▶ _WRITTEN TASK_
Reproduce verbatim the lines of the entries from the very first line through the line containing "positive clicks: (1020, 337)", including both of those lines.

[Data items]
- - - - -

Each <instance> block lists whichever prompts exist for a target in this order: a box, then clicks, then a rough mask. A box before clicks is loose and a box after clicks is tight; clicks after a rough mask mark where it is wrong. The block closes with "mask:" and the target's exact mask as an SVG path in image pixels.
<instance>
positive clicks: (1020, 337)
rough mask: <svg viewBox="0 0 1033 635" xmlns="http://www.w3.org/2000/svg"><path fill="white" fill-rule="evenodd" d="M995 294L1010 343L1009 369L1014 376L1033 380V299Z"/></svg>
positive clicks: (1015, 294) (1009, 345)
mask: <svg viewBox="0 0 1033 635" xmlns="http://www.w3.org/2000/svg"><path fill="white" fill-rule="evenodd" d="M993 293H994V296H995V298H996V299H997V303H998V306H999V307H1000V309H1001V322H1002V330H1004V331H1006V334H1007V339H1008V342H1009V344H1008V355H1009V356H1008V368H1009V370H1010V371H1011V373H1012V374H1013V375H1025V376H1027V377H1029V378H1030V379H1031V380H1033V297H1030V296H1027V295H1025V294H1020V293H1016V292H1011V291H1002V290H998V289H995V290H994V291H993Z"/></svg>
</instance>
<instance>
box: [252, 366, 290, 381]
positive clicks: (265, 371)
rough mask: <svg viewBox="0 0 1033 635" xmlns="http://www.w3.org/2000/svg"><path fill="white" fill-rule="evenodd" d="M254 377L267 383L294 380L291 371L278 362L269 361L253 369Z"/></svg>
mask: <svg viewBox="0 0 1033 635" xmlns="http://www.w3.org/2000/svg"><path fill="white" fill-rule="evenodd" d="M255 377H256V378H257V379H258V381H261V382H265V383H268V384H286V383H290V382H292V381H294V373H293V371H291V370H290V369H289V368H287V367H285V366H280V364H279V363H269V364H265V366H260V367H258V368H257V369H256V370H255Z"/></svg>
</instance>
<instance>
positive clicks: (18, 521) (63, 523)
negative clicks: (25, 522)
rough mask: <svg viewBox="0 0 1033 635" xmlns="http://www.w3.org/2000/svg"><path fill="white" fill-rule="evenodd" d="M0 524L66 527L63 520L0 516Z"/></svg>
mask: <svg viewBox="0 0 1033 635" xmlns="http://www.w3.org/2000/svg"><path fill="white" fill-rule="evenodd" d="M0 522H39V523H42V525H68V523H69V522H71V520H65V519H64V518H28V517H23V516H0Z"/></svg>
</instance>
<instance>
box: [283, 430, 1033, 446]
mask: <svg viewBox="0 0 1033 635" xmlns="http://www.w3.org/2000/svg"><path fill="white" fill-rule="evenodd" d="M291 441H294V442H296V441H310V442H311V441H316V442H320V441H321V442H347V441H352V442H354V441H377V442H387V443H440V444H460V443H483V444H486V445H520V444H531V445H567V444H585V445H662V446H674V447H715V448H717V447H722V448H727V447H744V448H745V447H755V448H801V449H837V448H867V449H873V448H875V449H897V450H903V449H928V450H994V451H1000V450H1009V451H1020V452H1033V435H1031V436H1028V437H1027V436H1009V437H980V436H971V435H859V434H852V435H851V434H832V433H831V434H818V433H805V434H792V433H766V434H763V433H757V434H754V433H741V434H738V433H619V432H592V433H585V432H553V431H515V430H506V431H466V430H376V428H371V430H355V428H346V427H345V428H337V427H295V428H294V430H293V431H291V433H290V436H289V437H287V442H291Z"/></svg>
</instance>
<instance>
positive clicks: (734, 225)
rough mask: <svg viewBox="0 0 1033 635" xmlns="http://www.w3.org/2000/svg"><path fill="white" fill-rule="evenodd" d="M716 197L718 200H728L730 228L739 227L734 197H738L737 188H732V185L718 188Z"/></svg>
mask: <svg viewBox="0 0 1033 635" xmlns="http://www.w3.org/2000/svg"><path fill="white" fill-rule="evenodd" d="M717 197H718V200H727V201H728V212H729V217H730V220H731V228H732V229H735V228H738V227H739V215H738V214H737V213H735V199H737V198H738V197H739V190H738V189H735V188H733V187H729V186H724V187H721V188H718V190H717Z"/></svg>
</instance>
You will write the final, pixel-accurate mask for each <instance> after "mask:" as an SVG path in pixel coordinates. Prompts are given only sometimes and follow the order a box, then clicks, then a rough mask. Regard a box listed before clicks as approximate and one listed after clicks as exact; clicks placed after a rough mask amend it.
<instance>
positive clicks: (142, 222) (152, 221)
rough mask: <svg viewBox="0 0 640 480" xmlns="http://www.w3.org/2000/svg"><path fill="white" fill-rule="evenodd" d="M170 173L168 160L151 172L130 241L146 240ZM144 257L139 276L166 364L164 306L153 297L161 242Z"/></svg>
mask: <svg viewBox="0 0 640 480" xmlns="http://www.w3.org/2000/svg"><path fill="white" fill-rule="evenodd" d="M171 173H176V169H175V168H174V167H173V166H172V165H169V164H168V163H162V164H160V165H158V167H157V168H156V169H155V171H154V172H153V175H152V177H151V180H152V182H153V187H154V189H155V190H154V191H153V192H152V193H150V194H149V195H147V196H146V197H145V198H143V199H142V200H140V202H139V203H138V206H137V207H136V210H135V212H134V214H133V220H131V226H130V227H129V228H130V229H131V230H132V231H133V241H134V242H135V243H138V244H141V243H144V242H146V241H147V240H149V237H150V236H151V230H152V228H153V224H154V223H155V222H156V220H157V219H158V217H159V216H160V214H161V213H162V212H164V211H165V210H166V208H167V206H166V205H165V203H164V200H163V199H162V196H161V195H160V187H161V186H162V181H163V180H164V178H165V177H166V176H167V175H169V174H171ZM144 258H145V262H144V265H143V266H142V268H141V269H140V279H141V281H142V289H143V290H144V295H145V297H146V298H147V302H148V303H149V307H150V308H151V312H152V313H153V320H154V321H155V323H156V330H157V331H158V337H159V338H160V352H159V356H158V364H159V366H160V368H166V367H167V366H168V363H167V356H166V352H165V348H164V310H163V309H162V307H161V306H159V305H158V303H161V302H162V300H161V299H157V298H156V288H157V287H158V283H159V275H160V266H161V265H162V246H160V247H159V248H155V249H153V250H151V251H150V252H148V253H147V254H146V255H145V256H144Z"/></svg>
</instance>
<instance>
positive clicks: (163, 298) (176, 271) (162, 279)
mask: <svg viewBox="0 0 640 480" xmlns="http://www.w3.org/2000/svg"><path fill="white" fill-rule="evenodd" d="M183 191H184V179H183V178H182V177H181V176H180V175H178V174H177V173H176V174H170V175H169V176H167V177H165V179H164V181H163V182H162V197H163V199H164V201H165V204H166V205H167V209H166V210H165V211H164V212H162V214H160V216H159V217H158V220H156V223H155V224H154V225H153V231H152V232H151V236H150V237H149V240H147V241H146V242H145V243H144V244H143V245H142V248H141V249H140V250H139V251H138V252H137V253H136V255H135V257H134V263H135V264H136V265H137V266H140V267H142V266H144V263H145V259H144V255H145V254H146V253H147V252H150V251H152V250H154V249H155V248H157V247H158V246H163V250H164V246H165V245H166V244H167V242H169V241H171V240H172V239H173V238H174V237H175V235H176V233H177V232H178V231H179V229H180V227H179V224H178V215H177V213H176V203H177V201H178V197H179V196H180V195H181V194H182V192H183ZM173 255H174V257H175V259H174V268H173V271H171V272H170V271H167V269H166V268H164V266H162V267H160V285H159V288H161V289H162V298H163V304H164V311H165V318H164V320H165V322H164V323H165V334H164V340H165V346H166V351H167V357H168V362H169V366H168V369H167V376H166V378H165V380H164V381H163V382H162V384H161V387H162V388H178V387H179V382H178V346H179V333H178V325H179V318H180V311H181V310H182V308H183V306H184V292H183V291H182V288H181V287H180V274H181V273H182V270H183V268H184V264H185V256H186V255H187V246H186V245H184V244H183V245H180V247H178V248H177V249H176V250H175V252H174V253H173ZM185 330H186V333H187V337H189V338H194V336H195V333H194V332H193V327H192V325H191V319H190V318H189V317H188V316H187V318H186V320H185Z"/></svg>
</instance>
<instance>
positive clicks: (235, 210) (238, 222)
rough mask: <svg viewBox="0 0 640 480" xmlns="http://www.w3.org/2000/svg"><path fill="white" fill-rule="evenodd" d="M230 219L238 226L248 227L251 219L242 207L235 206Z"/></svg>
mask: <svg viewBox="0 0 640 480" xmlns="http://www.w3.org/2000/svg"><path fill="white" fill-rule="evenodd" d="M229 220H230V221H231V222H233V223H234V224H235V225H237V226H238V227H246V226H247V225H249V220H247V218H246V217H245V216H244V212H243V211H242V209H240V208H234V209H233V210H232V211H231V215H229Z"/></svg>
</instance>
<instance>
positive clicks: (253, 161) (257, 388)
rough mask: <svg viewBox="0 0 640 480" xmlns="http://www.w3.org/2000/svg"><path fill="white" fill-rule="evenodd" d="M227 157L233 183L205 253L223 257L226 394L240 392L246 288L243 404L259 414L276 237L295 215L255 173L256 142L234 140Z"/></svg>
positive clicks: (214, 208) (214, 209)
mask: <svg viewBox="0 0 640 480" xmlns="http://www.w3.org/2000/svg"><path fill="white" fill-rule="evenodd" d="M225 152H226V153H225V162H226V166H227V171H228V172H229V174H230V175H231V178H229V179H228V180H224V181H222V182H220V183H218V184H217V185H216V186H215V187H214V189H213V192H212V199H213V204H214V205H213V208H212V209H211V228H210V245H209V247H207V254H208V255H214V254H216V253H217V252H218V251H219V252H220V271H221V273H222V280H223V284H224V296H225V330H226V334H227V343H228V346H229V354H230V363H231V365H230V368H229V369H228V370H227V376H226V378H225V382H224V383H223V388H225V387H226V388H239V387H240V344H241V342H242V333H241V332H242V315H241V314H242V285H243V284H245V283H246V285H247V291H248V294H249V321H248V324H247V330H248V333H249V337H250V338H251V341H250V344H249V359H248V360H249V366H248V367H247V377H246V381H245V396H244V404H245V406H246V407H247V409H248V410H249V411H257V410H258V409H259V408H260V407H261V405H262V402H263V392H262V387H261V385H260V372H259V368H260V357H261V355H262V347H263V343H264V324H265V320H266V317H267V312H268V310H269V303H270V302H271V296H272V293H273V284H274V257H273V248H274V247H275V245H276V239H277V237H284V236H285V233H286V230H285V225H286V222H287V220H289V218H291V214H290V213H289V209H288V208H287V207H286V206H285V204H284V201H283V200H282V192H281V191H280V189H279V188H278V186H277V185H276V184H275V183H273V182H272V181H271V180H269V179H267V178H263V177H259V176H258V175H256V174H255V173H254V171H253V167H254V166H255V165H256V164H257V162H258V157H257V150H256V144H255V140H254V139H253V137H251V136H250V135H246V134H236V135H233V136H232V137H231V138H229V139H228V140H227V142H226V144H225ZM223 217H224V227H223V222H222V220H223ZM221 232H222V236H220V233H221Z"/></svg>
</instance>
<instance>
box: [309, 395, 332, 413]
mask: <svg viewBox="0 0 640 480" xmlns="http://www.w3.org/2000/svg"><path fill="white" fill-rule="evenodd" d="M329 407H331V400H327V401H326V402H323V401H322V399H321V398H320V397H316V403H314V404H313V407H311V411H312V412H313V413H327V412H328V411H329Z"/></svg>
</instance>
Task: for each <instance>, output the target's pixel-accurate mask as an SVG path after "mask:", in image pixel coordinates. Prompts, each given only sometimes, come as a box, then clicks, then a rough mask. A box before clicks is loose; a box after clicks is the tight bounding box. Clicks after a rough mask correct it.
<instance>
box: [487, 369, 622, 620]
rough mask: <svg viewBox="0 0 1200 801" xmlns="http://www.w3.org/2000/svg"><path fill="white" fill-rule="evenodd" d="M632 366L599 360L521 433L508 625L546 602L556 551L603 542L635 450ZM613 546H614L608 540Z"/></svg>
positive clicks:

- - - - -

▶ _REPLY_
Each <instance> block lists whichever prompts exist for a target in this order: a box, then clicks, then a rough mask. A box before clicks is loose and a box after clicks is tight; clicks after a rough mask mark where it is wrong. The block closes with "mask:" and the target's exact mask as an SVG path in image pixels.
<instance>
positive clicks: (1020, 337)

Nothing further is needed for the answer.